July 11, 2024
“Currently, there is no comprehensive control plan for these insects, which are an issue of economic concern because they can destructively feed on at least 56 plant species, including commercially important ones such as grape and stone fruit,” said Matthew Persons, professor of biology in Susquehanna University’s School of Natural & Social Sciences. “We are experimentally feeding spiders different developmental stages of the lanternfly — from nymphs to fully mature insects — to determine which spiders, if any, are predators of the insect and under what circumstances.”
Persons and four of his students have collected nearly 800 spiders of varying species on the grounds surrounding Susquehanna’s campus; they hope to increase that number to 1,000. They have also collected spotted lanternfly nymphs, which is the insect’s current stage, from tree of heaven (its preferred host plant) and other plants. It is believed that through feeding on tree of heaven, lanternflies acquire protective toxins — toxins that might make them unpalatable to spiders.
“We’re already seeing that the nymphs don’t appear to be afraid of the spiders, so that’s a good indication that the lanternflies are carrying some kind of chemical protection,” Persons said.

◆ LISTED RECORDS ◆

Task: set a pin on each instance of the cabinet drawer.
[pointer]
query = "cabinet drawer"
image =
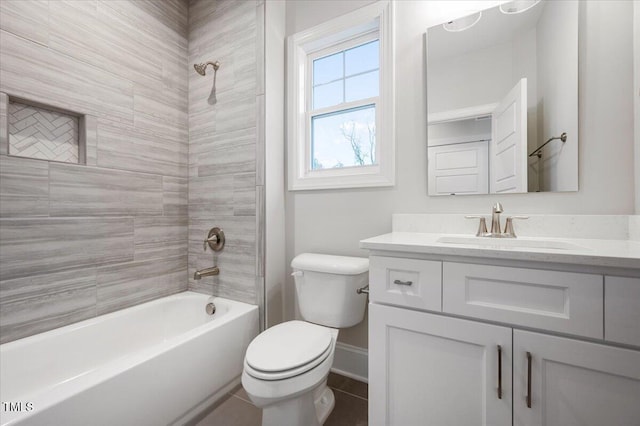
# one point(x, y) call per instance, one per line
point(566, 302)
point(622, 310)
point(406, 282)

==

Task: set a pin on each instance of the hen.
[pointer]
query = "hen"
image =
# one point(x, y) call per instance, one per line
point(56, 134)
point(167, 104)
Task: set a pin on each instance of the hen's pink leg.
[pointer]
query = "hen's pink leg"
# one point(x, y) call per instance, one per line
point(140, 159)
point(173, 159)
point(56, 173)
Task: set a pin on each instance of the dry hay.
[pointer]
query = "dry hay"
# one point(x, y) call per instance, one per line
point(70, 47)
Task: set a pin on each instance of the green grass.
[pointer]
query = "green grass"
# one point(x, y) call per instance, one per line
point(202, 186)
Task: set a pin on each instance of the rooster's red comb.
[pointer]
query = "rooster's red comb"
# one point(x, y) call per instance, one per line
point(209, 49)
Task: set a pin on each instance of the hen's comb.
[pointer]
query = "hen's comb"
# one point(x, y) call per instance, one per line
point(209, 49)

--

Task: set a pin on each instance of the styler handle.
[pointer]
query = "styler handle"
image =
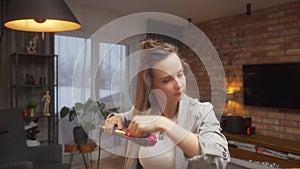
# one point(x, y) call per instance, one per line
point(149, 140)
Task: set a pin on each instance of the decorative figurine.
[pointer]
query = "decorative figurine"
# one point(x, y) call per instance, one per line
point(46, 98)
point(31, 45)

◆ PROBLEM TO SOLVE ◆
List every plant that the text on spotted lanternflies and spiders names.

◆ ANSWER BOX ◆
grape, stone fruit, tree of heaven